Part 3: Building and Registering Plugins

3.1 The Main Entry Point

package main

import (
  "os"

  "k8s.io/component-base/cli"
  "k8s.io/kubernetes/cmd/kube-scheduler/app"

  "github.com/kubedojo/scheduler-plugins/pkg/plugins/gpufilter"
  "github.com/kubedojo/scheduler-plugins/pkg/plugins/nodepreference"
)

func main() {
  command := app.NewSchedulerCommand(
    app.WithPlugin(nodepreference.Name, nodepreference.New),
    app.WithPlugin(gpufilter.Name, gpufilter.New),
  )

  code := cli.Run(command)
  os.Exit(code)
}

3.2 Building the Scheduler Binary

# Initialize Go module
cd ~/extending-k8s/scheduler-plugins
go mod init github.com/kubedojo/scheduler-plugins

# Important: Pin to the same Kubernetes version as your cluster
K8S_VERSION=v1.32.0
go get k8s.io/kubernetes@$K8S_VERSION
go get k8s.io/component-base@$K8S_VERSION

go mod tidy
go build -o custom-scheduler ./cmd/scheduler/

3.3 Containerize

# Dockerfile
FROM golang:1.23 AS builder
WORKDIR /workspace
COPY go.mod go.sum ./
RUN go mod download
COPY . .
RUN CGO_ENABLED=0 GOOS=linux go build -o custom-scheduler ./cmd/scheduler/

FROM gcr.io/distroless/static:nonroot
COPY --from=builder /workspace/custom-scheduler /custom-scheduler
USER 65532:65532
ENTRYPOINT ["/custom-scheduler"]

docker build -t custom-scheduler:v0.1.0 .

(Point labeling examples)
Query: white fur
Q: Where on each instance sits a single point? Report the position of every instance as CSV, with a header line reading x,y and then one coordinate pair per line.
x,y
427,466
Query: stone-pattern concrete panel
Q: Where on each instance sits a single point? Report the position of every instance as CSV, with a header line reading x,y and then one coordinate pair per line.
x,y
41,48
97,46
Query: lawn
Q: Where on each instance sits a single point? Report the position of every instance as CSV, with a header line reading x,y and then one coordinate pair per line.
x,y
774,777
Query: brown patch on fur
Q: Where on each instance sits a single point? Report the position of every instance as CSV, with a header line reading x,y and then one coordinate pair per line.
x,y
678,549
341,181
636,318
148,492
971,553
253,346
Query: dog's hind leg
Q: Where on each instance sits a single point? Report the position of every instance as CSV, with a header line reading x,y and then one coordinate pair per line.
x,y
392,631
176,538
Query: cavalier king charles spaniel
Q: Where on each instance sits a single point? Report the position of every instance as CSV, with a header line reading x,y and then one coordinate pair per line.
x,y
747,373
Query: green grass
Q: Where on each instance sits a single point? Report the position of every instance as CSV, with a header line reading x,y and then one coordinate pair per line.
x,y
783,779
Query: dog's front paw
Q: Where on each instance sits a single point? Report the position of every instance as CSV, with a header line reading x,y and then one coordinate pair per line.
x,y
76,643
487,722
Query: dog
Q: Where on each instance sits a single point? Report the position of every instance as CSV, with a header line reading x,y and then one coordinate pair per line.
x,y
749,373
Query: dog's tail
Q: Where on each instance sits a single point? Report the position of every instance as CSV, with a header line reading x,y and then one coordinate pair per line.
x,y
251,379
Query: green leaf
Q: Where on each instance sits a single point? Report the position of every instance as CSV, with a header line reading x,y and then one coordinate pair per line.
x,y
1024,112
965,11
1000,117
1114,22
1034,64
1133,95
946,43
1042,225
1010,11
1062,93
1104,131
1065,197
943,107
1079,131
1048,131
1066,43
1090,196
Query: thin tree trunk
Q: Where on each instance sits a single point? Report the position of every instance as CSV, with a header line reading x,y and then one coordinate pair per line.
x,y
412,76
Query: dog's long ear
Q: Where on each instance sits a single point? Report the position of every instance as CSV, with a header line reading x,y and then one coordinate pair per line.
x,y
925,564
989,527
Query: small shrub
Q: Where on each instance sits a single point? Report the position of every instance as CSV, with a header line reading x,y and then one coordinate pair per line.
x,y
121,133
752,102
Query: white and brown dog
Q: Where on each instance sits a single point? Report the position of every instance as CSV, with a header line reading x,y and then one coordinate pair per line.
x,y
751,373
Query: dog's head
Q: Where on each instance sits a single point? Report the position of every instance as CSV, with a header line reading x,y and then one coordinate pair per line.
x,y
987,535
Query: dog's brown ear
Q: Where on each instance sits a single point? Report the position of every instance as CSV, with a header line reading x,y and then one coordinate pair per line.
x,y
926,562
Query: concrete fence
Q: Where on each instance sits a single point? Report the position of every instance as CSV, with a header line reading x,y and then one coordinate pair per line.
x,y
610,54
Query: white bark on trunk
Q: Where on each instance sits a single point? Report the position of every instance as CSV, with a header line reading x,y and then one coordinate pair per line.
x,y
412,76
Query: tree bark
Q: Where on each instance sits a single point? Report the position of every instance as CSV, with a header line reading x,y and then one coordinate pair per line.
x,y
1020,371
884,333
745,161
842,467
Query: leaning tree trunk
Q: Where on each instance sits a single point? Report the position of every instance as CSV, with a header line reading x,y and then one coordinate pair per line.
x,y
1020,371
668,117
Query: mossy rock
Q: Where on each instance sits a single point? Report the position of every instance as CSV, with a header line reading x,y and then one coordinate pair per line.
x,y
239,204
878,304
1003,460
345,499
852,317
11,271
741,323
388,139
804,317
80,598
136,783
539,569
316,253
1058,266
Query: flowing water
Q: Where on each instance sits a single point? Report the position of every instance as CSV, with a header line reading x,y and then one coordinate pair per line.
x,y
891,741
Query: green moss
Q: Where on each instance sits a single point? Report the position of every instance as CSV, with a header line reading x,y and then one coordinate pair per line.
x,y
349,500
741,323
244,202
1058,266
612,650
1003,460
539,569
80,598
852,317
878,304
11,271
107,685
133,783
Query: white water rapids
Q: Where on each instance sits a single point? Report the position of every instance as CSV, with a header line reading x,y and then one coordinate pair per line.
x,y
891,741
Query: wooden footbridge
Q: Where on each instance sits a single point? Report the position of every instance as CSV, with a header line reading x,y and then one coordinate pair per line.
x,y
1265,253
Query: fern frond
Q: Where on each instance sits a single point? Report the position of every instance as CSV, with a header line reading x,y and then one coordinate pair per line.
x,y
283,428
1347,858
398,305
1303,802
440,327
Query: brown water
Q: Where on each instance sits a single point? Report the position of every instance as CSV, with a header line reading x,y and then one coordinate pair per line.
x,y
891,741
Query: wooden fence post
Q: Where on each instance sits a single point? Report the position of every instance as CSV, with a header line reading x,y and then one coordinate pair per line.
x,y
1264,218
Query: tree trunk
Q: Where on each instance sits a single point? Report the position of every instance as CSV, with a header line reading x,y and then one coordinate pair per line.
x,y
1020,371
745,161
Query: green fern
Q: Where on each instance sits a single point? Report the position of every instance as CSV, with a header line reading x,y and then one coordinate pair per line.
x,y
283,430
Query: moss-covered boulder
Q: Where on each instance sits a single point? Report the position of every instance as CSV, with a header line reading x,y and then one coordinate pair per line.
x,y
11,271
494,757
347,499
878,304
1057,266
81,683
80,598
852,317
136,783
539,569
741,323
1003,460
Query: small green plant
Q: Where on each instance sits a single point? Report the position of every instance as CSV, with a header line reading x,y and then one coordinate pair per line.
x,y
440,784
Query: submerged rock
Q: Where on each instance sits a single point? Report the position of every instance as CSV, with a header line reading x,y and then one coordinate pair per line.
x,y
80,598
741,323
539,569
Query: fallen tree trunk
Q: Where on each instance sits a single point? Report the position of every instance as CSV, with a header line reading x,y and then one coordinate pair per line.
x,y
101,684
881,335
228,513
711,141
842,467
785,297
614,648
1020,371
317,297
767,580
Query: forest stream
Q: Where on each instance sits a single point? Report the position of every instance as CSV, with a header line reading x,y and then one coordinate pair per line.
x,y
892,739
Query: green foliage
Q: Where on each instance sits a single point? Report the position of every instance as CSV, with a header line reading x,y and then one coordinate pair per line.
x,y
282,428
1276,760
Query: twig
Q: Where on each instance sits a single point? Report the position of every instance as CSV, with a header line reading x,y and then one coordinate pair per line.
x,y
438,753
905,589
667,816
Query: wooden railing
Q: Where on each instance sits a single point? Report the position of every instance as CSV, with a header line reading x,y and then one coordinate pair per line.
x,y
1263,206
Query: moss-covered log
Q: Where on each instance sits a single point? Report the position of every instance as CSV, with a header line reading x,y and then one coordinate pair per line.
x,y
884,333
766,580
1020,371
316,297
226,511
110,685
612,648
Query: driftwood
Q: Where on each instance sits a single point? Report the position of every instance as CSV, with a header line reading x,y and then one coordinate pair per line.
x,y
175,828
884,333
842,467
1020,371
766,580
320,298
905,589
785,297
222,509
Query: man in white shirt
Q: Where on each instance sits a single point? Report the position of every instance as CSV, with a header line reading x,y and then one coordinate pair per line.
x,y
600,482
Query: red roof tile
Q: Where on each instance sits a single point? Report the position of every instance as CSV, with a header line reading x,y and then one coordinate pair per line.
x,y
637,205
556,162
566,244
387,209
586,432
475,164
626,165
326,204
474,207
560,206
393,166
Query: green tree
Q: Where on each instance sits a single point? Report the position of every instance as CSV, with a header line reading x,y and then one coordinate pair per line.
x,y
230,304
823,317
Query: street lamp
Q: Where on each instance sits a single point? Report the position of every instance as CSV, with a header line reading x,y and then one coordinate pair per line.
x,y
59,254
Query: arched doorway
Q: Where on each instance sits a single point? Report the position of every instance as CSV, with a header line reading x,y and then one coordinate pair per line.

◆ THE TASKS ◆
[1] Condense the block of the scheduler plugin extract that begins "# Initialize Go module" into a short list that keeps its main steps.
[2] In the entries, start at the line that contains "Query: moss-covered log" and continue through the end of the entries. Reproduce only those lines, swapping "Query" for "Label" and leaving everything else unchanged.
The extract and the entries have no connection to each other.

◆ TASK ANSWERS ◆
[1]
- Change into ~/extending-k8s/scheduler-plugins and initialize the Go module github.com/kubedojo/scheduler-plugins.
- Pin the dependencies to the cluster's Kubernetes version, v1.32.0, by fetching k8s.io/kubernetes and k8s.io/component-base at that version.
- Run go mod tidy.
- Build the custom-scheduler binary from ./cmd/scheduler/.

[2]
Label: moss-covered log
Q: Where on each instance sits a single point? Report the position of every instance as CSV, with a header line reading x,y and then one coordinate pair per line.
x,y
884,333
766,580
1020,371
316,297
226,511
110,685
612,648
Label: driftwood
Q: Where on each instance sits a single point? Report the position of every instance as CSV, with a header line reading x,y and then one coordinate pair per line.
x,y
175,828
884,333
842,467
1020,371
766,580
320,298
905,589
785,297
222,509
Label: man in white shirt
Q: Where on each instance sits a single point? Report the position of every instance as CSV, with a header line reading x,y and then one coordinate pair per line.
x,y
600,482
Label: red roof tile
Q: Where on each instance sits a single point? Report the position of every instance as CSV, with a header line reading x,y and then one coordinate pair per line.
x,y
637,205
556,162
566,244
387,209
586,432
475,164
626,165
326,204
474,207
560,206
393,166
Label: green tree
Q: Where on each instance sits a single point? Report the position of every instance as CSV, with a header line reading x,y and then one coordinate pair per line.
x,y
230,304
823,317
Label: street lamp
Q: Where on each instance sits a single point? Report the position of every instance as CSV, with a header line reading x,y and then one coordinate pair per line.
x,y
59,254
Label: arched doorway
Q: Where on each instance sits a single point? Report the position of every instance as CSV, with a header line reading x,y and then one coordinate pair per line.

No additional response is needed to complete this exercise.